Exercise prompt: Once you reach the line containing "Locate the bare ground", reproduce it and every later line exactly, through the end of the data.

Input:
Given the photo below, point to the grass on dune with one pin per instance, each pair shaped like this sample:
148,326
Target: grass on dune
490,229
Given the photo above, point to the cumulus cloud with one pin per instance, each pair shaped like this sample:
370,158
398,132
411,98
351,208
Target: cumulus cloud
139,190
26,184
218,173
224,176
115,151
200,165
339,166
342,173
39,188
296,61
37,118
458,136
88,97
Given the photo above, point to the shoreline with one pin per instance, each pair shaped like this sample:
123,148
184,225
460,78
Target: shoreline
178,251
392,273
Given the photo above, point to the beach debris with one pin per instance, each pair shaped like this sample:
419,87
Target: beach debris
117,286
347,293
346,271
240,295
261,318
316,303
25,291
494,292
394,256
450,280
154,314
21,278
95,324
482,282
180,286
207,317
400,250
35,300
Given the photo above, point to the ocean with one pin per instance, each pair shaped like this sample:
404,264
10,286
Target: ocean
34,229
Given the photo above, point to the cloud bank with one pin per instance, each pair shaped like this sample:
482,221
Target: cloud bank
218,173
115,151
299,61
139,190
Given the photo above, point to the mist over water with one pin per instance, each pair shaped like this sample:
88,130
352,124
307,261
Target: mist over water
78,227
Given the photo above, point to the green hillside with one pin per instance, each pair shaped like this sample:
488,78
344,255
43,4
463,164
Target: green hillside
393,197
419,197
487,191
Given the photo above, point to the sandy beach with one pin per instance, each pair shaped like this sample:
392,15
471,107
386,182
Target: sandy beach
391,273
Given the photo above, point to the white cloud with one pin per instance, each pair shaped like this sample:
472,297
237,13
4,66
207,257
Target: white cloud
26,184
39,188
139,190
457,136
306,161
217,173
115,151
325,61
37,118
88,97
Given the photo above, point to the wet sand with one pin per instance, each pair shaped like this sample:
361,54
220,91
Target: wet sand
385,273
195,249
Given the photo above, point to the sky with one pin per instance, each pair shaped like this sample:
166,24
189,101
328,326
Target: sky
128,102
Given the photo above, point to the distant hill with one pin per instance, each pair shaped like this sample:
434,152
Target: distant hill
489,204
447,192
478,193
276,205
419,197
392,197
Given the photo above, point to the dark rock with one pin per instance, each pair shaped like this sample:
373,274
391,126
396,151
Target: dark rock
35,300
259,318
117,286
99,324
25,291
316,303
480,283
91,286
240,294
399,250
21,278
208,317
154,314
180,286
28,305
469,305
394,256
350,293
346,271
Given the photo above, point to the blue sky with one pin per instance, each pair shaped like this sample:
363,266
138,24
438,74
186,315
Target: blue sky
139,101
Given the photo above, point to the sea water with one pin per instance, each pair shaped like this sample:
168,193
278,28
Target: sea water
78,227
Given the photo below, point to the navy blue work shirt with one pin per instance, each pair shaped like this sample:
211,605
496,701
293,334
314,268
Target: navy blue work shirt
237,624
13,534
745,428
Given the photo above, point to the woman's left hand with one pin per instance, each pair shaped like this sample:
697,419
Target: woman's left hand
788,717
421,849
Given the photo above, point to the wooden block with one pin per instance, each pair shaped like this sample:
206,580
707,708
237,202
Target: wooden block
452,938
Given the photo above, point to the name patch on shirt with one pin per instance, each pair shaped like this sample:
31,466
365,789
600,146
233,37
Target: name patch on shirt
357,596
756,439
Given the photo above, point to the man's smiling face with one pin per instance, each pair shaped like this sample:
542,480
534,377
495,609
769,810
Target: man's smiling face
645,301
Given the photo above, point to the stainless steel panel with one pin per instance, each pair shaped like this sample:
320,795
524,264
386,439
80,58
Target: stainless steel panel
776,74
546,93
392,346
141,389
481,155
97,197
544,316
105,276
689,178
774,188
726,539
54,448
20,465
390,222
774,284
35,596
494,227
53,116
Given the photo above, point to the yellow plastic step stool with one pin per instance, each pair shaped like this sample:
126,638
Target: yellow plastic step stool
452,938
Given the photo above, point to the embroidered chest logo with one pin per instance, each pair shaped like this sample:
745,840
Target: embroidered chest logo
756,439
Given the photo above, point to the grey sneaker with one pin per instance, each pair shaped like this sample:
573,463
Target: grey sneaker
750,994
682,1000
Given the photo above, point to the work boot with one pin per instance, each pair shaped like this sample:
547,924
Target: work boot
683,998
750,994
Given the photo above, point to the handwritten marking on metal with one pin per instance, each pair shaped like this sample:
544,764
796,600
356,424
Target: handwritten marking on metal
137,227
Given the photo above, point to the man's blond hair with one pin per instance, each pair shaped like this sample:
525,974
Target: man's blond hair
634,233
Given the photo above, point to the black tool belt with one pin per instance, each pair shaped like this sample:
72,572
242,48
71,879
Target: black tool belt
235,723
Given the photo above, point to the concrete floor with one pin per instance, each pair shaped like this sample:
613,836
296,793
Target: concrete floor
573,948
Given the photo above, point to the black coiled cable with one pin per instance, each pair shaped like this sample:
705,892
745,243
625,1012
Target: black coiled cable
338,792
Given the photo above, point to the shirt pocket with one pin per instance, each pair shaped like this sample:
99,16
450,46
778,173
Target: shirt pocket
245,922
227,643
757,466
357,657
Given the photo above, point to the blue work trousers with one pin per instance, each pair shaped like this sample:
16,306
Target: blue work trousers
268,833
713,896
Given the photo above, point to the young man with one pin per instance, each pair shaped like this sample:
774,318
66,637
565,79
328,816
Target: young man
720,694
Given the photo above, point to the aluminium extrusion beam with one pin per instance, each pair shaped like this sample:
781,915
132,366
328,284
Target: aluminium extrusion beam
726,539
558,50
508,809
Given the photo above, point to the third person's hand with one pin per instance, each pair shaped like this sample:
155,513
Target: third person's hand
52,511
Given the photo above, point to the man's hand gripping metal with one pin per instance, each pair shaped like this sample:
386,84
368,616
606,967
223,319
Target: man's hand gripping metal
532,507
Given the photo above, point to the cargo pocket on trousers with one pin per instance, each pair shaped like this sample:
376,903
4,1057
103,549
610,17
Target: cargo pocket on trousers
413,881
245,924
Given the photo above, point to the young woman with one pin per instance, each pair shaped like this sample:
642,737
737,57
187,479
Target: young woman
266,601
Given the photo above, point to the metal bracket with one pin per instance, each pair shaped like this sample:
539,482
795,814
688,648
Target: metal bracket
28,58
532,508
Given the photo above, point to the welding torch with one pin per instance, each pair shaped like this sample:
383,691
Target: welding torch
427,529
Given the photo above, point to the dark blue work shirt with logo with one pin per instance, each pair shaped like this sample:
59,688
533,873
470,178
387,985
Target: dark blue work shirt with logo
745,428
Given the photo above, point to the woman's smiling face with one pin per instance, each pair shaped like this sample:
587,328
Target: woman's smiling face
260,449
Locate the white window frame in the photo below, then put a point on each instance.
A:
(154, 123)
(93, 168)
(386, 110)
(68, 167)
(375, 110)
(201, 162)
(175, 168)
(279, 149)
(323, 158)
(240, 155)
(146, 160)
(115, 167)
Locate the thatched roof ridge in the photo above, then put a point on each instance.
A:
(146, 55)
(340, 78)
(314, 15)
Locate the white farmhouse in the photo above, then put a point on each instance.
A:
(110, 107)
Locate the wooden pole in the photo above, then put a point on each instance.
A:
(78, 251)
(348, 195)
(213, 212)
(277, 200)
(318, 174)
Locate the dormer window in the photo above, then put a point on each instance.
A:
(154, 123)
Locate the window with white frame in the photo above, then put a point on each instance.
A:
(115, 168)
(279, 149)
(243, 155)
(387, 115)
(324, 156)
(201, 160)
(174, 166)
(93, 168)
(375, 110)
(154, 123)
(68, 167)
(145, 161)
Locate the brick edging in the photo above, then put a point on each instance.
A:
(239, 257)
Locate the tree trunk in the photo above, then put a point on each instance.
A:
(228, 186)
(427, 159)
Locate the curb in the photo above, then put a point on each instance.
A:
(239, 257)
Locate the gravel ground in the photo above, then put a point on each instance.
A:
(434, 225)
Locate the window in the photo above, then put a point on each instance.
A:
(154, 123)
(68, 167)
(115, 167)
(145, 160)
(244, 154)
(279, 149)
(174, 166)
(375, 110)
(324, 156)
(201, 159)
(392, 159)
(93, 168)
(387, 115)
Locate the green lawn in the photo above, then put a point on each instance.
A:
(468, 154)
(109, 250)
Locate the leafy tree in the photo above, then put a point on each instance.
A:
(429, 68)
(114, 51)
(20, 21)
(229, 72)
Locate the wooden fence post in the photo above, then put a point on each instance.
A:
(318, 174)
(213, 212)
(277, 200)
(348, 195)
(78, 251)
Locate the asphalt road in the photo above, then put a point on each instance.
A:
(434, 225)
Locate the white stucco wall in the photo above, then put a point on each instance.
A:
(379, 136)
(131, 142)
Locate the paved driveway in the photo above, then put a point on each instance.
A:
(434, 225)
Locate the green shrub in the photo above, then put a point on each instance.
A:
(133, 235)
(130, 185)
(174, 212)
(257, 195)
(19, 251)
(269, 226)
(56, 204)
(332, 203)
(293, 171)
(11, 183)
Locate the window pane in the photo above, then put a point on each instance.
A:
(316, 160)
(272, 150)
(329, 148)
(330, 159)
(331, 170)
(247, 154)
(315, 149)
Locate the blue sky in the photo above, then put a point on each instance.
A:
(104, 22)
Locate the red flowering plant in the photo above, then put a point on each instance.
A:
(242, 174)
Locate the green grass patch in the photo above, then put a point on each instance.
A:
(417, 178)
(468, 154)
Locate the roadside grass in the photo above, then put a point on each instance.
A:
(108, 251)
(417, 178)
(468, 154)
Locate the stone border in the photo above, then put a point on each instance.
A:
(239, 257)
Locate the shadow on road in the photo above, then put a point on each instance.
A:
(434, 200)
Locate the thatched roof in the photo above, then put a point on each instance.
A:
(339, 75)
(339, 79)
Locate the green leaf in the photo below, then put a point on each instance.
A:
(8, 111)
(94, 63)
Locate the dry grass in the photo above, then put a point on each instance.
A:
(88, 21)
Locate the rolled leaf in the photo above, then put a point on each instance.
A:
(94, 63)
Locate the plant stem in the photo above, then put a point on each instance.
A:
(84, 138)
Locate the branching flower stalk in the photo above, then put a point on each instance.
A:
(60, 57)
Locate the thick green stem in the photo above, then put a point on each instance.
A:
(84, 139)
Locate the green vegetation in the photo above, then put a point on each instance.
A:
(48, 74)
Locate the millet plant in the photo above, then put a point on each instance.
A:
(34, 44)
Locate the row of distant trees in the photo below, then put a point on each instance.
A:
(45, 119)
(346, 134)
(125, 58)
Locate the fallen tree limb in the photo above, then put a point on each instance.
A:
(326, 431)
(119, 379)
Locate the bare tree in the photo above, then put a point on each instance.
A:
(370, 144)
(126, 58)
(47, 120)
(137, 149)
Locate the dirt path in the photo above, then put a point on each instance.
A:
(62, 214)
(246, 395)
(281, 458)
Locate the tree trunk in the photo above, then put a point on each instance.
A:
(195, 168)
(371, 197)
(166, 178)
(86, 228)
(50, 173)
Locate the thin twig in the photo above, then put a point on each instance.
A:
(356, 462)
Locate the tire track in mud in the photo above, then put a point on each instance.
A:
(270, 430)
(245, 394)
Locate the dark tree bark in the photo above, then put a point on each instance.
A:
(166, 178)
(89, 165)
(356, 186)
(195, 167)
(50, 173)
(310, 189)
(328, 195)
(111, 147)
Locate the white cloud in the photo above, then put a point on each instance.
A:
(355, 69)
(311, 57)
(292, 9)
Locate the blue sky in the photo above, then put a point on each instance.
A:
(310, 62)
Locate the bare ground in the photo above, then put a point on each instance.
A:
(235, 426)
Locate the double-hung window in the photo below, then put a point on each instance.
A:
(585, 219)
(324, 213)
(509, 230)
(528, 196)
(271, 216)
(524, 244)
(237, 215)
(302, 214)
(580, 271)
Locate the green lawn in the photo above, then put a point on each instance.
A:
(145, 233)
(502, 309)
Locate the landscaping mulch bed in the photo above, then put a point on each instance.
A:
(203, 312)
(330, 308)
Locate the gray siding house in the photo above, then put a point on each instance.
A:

Response area:
Locate the bare ground in the photo above, then put a point on each instance.
A:
(235, 426)
Locate the double-hung window in the photo below, then put a point on each instance.
A:
(585, 219)
(324, 213)
(509, 230)
(528, 196)
(271, 216)
(524, 244)
(237, 215)
(302, 214)
(580, 271)
Locate the green lawn in the photo above, then put a point on each instance.
A:
(145, 233)
(502, 309)
Locate the landscaping mulch bed in the photo above, then put a point on each instance.
A:
(203, 312)
(330, 308)
Locate the gray siding house in the photo above, then put a point on each instance.
A:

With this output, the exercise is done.